→ PROVIDED TEXT
───
Only public bodies have the capacity to carry out this type of study using a truly probabilistic sample, since, as has been explained on numerous occasions, this requires having a list of the entire of study universe (in this case, the entire population of Spain), the means to access them and the power to make them participate.
Things to keep in mind with regard to this sample
I don’t know the exact method the public body is using to study the extent of the spread of the virus, but the following options were probably considered:
1. They could use simple random sampling. This would be like putting raffle tickets in an urn, with each ticket representing one inhabitant, then drawing 60,000 random tickets. I wouldn’t recommend this for one reason: the virus infection rate is very unequally distributed across regions, and even varies from town to town and in different neighbourhoods. This can be used to our advantage to design a more efficient sample (see the paragraph below).
2. They could use stratified sampling. This technique divides the population into groups, known as strata, and ensures that the sample includes a fixed number of people from each stratum. In the case at hand, the most logical option would be to use geographical strata (Autonomous Communities or provinces), but age groups, social class or a combination of these factors could also be used. Stratified sampling reduces the level of error. And in studies like this, it would be possible to allocate more of the sample to regions that we know have been more affected, in order to get better estimates.
3. Finally, it is possible to combine stratified sampling with cluster sampling. In this case, it would be advisable to choose families as a sampling unit: a medical team will have to collect samples from a household, so it would be better to get samples from all the members of that household.
───
→ GIVEN DATA

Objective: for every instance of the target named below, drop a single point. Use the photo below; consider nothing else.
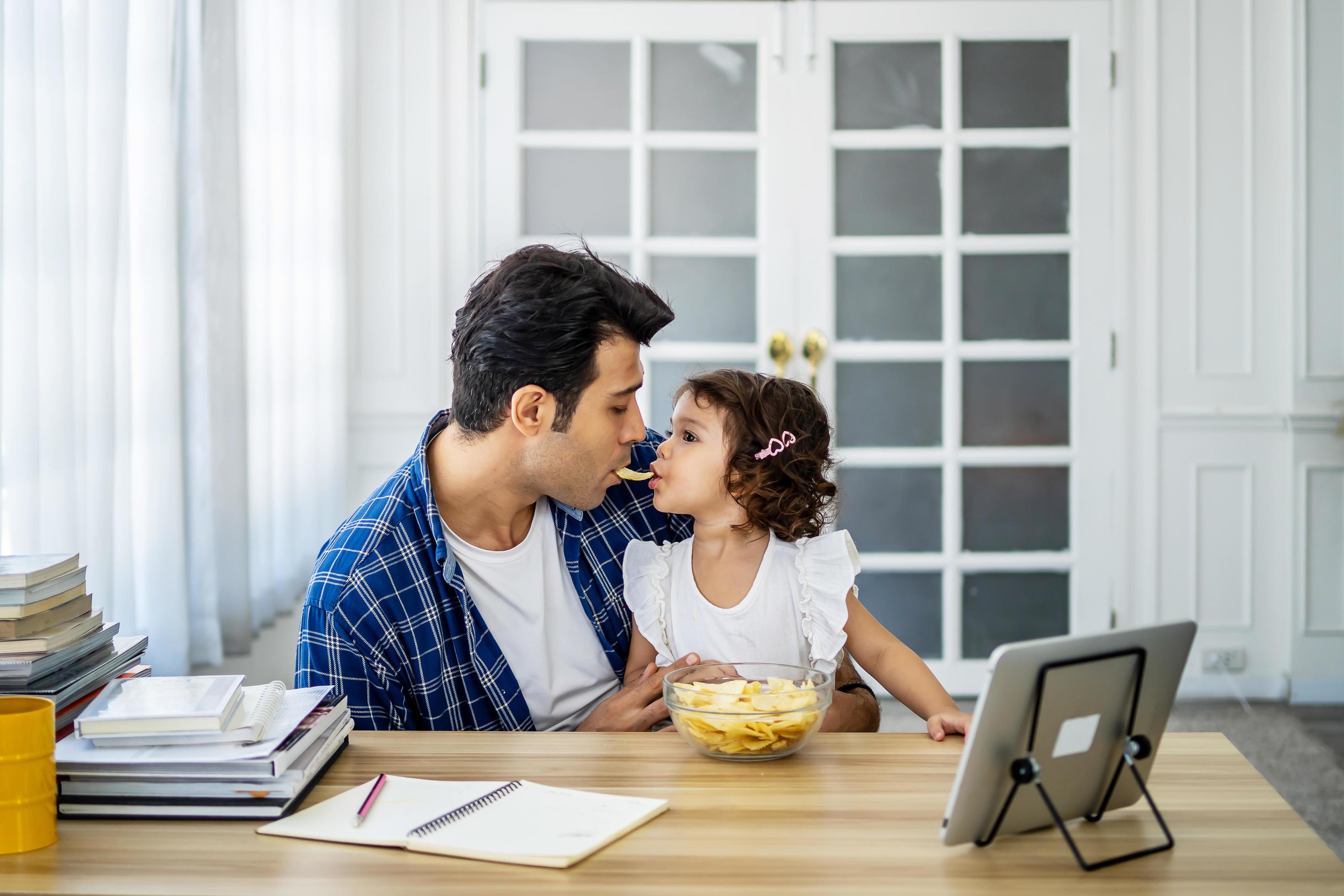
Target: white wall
(1317, 453)
(1223, 417)
(1232, 338)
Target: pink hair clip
(777, 445)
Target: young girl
(748, 457)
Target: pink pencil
(369, 801)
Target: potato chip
(718, 731)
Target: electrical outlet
(1229, 659)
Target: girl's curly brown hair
(789, 493)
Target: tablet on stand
(1076, 719)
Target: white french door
(914, 195)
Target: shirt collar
(420, 483)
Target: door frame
(1113, 409)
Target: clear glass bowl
(748, 711)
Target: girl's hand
(955, 722)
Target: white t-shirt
(795, 612)
(530, 605)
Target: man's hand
(857, 711)
(636, 707)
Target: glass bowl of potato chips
(748, 711)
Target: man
(480, 587)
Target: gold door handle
(814, 350)
(781, 350)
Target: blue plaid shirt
(388, 620)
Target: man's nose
(635, 422)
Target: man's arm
(327, 656)
(851, 711)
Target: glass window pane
(1015, 404)
(909, 605)
(889, 85)
(704, 86)
(667, 377)
(1000, 608)
(704, 192)
(887, 192)
(576, 85)
(891, 510)
(1015, 84)
(889, 297)
(885, 404)
(1015, 508)
(714, 299)
(1015, 297)
(577, 191)
(1015, 191)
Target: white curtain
(172, 305)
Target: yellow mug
(27, 774)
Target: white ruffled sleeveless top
(795, 612)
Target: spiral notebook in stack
(518, 821)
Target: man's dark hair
(539, 317)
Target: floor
(1300, 750)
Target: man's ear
(533, 410)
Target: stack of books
(198, 747)
(53, 641)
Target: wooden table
(851, 813)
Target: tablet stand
(1027, 770)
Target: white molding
(1304, 538)
(1217, 687)
(1248, 420)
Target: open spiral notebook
(519, 822)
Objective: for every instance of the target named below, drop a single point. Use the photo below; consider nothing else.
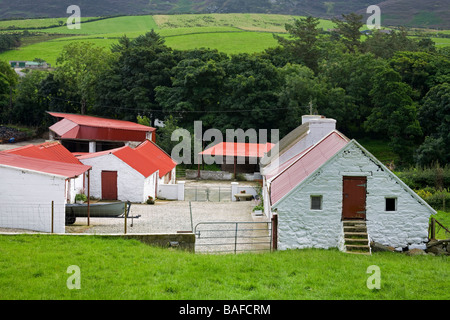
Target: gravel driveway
(169, 217)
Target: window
(316, 202)
(391, 204)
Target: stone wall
(301, 227)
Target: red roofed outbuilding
(37, 181)
(83, 133)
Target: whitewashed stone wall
(26, 198)
(131, 185)
(301, 227)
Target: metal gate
(203, 193)
(221, 237)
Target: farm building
(88, 134)
(33, 191)
(159, 160)
(334, 193)
(54, 151)
(238, 157)
(129, 174)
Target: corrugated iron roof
(92, 121)
(67, 170)
(156, 157)
(133, 158)
(238, 149)
(305, 164)
(52, 150)
(83, 127)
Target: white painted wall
(301, 227)
(131, 185)
(26, 198)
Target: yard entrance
(354, 198)
(207, 193)
(233, 237)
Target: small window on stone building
(316, 202)
(391, 204)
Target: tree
(435, 121)
(195, 91)
(301, 44)
(79, 67)
(349, 30)
(394, 114)
(29, 107)
(128, 88)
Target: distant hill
(412, 13)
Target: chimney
(319, 127)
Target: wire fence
(164, 217)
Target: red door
(109, 185)
(354, 198)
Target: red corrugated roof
(52, 150)
(239, 149)
(67, 170)
(128, 155)
(156, 157)
(92, 121)
(83, 127)
(305, 164)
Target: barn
(121, 174)
(33, 192)
(83, 133)
(54, 151)
(158, 159)
(238, 157)
(335, 193)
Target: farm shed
(238, 157)
(28, 189)
(159, 160)
(88, 134)
(54, 151)
(121, 174)
(329, 190)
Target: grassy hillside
(229, 33)
(35, 267)
(394, 12)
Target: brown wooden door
(109, 185)
(354, 198)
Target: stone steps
(356, 239)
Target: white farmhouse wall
(301, 227)
(131, 185)
(26, 198)
(73, 187)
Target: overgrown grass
(35, 267)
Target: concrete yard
(169, 217)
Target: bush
(80, 197)
(420, 178)
(438, 199)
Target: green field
(229, 33)
(35, 267)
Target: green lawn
(35, 267)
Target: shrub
(80, 197)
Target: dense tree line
(388, 86)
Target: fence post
(53, 213)
(274, 231)
(433, 229)
(125, 218)
(235, 238)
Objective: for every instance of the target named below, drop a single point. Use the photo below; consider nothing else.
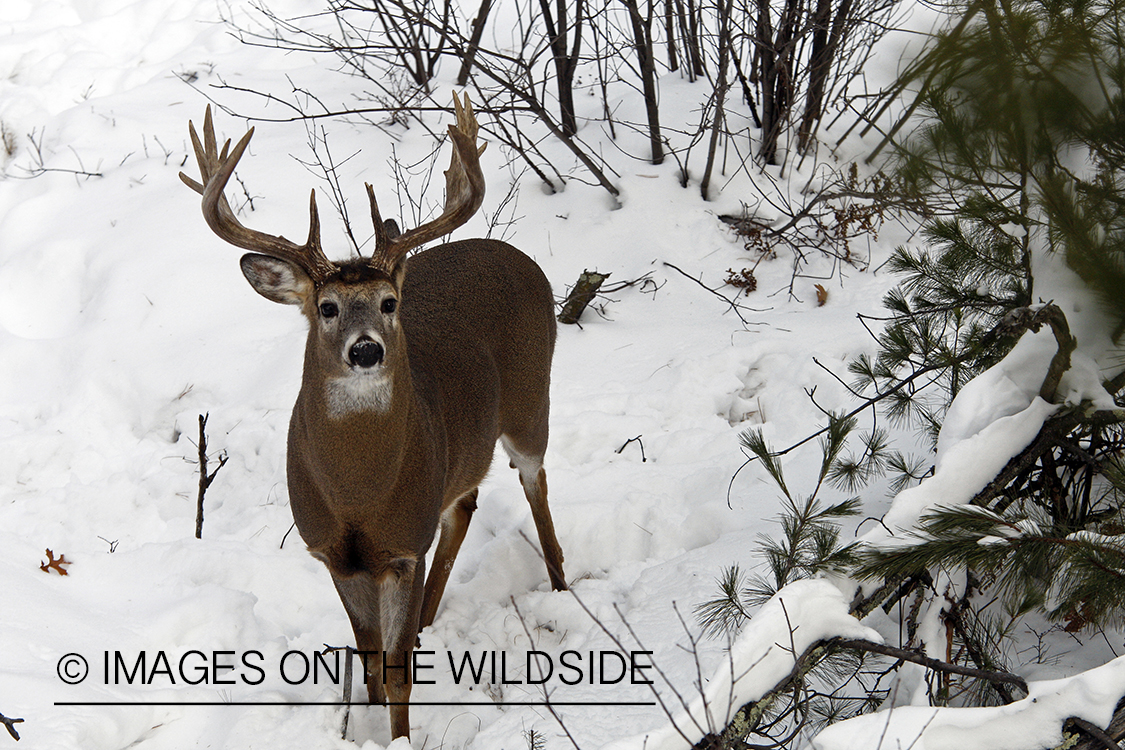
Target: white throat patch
(358, 392)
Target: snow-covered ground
(123, 319)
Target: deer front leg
(455, 523)
(399, 607)
(360, 596)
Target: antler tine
(215, 169)
(465, 191)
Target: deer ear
(277, 280)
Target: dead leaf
(55, 565)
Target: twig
(735, 306)
(936, 665)
(1095, 732)
(10, 725)
(633, 440)
(205, 479)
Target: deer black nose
(366, 353)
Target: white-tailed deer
(413, 369)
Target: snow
(123, 318)
(1029, 724)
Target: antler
(465, 191)
(216, 169)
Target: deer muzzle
(366, 353)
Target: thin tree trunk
(720, 95)
(820, 62)
(642, 39)
(470, 53)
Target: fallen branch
(748, 715)
(581, 296)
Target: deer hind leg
(455, 523)
(533, 478)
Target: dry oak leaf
(55, 565)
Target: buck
(414, 368)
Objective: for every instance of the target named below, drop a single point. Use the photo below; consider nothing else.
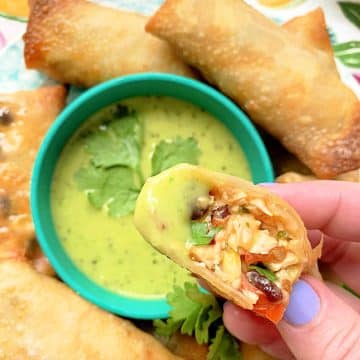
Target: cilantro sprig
(112, 177)
(201, 234)
(112, 187)
(199, 314)
(117, 143)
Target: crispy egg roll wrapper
(286, 83)
(81, 43)
(163, 216)
(41, 318)
(25, 116)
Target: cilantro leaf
(264, 272)
(201, 234)
(173, 152)
(117, 142)
(223, 346)
(166, 328)
(112, 187)
(193, 312)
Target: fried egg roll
(81, 43)
(247, 243)
(25, 116)
(286, 83)
(41, 318)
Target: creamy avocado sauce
(110, 250)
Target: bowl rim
(140, 308)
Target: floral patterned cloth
(343, 20)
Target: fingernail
(304, 304)
(266, 184)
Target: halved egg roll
(82, 43)
(287, 84)
(247, 243)
(41, 318)
(25, 116)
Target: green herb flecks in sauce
(100, 175)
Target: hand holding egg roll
(247, 243)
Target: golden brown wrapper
(284, 81)
(41, 318)
(25, 116)
(155, 224)
(82, 43)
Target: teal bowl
(72, 118)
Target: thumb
(319, 325)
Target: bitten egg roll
(81, 43)
(25, 116)
(247, 243)
(41, 318)
(287, 84)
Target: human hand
(322, 320)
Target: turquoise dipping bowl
(72, 118)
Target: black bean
(197, 213)
(5, 205)
(5, 116)
(270, 289)
(220, 212)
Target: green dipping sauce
(110, 250)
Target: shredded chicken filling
(245, 252)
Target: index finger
(330, 206)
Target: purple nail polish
(304, 304)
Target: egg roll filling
(247, 247)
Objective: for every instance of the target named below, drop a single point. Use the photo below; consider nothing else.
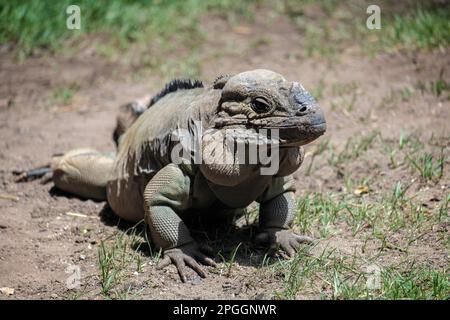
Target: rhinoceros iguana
(148, 179)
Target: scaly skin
(146, 182)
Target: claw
(286, 240)
(186, 255)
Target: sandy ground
(39, 240)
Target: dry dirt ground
(372, 106)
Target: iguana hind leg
(83, 172)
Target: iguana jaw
(290, 131)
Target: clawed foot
(187, 254)
(288, 241)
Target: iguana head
(263, 99)
(259, 108)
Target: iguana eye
(260, 105)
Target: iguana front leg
(275, 218)
(166, 194)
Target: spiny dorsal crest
(175, 85)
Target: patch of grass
(329, 27)
(118, 257)
(429, 167)
(63, 95)
(337, 275)
(229, 263)
(42, 24)
(354, 148)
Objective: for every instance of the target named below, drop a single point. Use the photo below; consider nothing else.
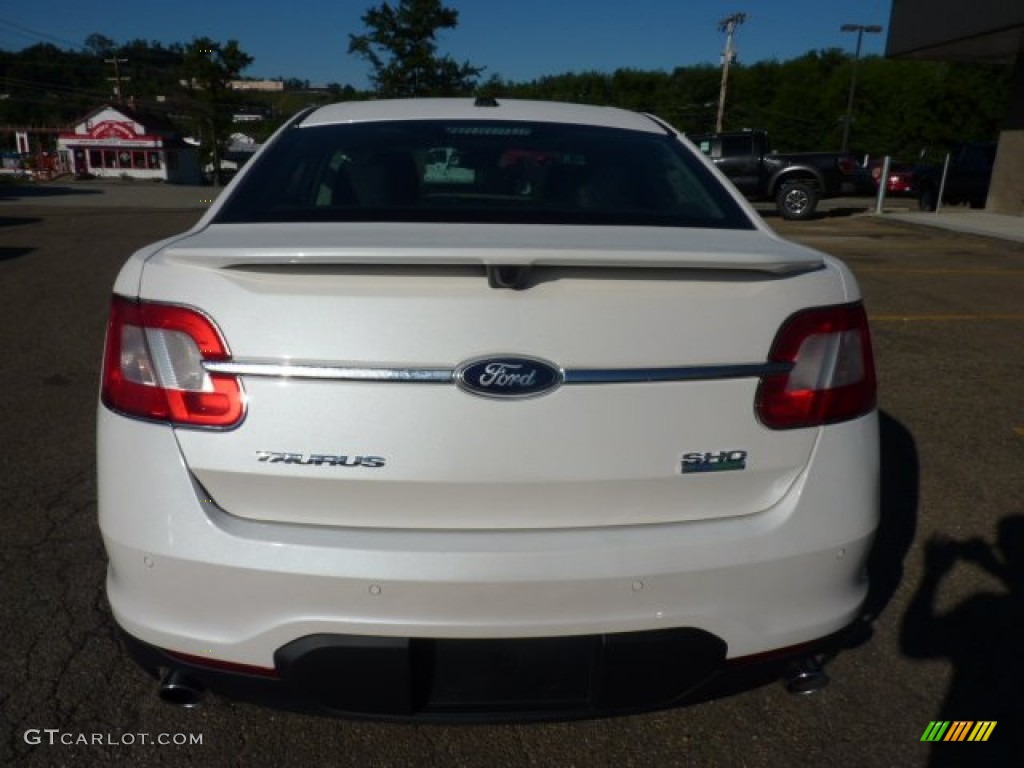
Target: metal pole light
(728, 26)
(860, 30)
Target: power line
(29, 32)
(728, 26)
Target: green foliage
(901, 108)
(207, 69)
(399, 45)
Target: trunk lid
(349, 351)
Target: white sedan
(456, 409)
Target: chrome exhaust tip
(181, 690)
(805, 677)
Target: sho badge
(721, 461)
(320, 460)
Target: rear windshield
(480, 172)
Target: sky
(518, 40)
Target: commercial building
(990, 31)
(117, 141)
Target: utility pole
(860, 30)
(118, 78)
(728, 26)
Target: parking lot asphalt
(948, 567)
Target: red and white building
(117, 141)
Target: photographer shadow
(982, 637)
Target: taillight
(833, 374)
(153, 367)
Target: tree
(400, 46)
(208, 69)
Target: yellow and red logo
(958, 730)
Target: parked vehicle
(967, 179)
(795, 181)
(899, 180)
(565, 429)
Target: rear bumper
(186, 577)
(406, 679)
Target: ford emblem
(508, 377)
───
→ WORK INSTRUCTION 1
List the three sampling techniques that the text on sampling for the virus study names.
→ WORK INSTRUCTION 2
Extend the text on sampling for the virus study, picking up after its final sentence.

→ EXERCISE OUTPUT 1
Simple random sampling, stratified sampling, cluster sampling

→ EXERCISE OUTPUT 2
Importance of the study and alternatives
The randomised study proposed by the health authorities is vitally important. Even if the short-term health crisis (hospital saturation) is under control, knowing what percentage of the population has been infected is crucial to determine our current herd immunity level. If more people have been infected, that means a higher population has immunity from the disease, and they will act as natural barriers to stop the spread of the virus, protecting the uninfected. Using this information and knowledge of how the virus is transmitted, epidemiologists can determine when the population has herd immunity, which will allow confinement measures—which have had such an impact on people's lives and the economy—to be lifted.
It goes without saying that the study proposed by the Ministry is very costly and can only be carried out by an official body. But even a sample that is not strictly random could offer estimates much closer to reality than the official figures we currently have. Netquest has an online panel with the capacity to survey more than 80,000 people in Spain or Brazil, who are willing to take part in a study of this kind. The first phase could simply be finding out if these people have had symptoms, even if they have not been tested. But it would also be possible to send participants a kit to collect a sample themselves and send it by courier (assuming it is possible to send the samples by courier without this affecting their subsequent analysis, and assuming that participants could reliably obtain a sample themselves).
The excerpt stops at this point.